SUPPLIED TEXT start
For whatever reason, this is still the Bogart-Bacall film that gets the least attention. I’m not sure why. I for one think it’s better than Key Largo.
A Japanese man out of prison film, Pale Flower is a black and white, widescreen beauty. A middle-aged yakuza named Muraki gets out of jail after serving a term of a few years and becomes involved with a seductive young woman, Saeko, who he discovers is a gambling addict. While he's an old-school gangster, stoical to the core, she's an impulsive thrill seeker. She's well-to-do and seems to be slumming it in the underworld. He falls for her, and it seems that the life force she possesses will be something that helps him rejuvenate himself and re-adapt to the outside world. Is this just the old story of a man achieving redemption through a woman's love? Not exactly. Saeko’s penchant for taking chances and seeking out danger actually is a full-throttled self-destructiveness, and Muraki realizes that if he stays with her, she will destroy them both. Still, can he go back to the empty life he had before he met her?
SUPPLIED TEXT end
DATASET EXCERPTS start
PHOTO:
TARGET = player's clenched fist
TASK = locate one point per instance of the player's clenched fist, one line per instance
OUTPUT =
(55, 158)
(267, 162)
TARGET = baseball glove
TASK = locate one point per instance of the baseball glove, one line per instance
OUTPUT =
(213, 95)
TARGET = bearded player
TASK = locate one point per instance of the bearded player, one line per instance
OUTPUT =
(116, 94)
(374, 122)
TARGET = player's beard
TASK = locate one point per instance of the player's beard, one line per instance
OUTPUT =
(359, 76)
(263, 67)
DATASET EXCERPTS end
Reproduce the film commentary above word for word, from start to finish.

WORKED ANSWER:
For whatever reason, this is still the Bogart-Bacall film that gets the least attention. I’m not sure why. I for one think it’s better than Key Largo.
A Japanese man out of prison film, Pale Flower is a black and white, widescreen beauty. A middle-aged yakuza named Muraki gets out of jail after serving a term of a few years and becomes involved with a seductive young woman, Saeko, who he discovers is a gambling addict. While he's an old-school gangster, stoical to the core, she's an impulsive thrill seeker. She's well-to-do and seems to be slumming it in the underworld. He falls for her, and it seems that the life force she possesses will be something that helps him rejuvenate himself and re-adapt to the outside world. Is this just the old story of a man achieving redemption through a woman's love? Not exactly. Saeko’s penchant for taking chances and seeking out danger actually is a full-throttled self-destructiveness, and Muraki realizes that if he stays with her, she will destroy them both. Still, can he go back to the empty life he had before he met her?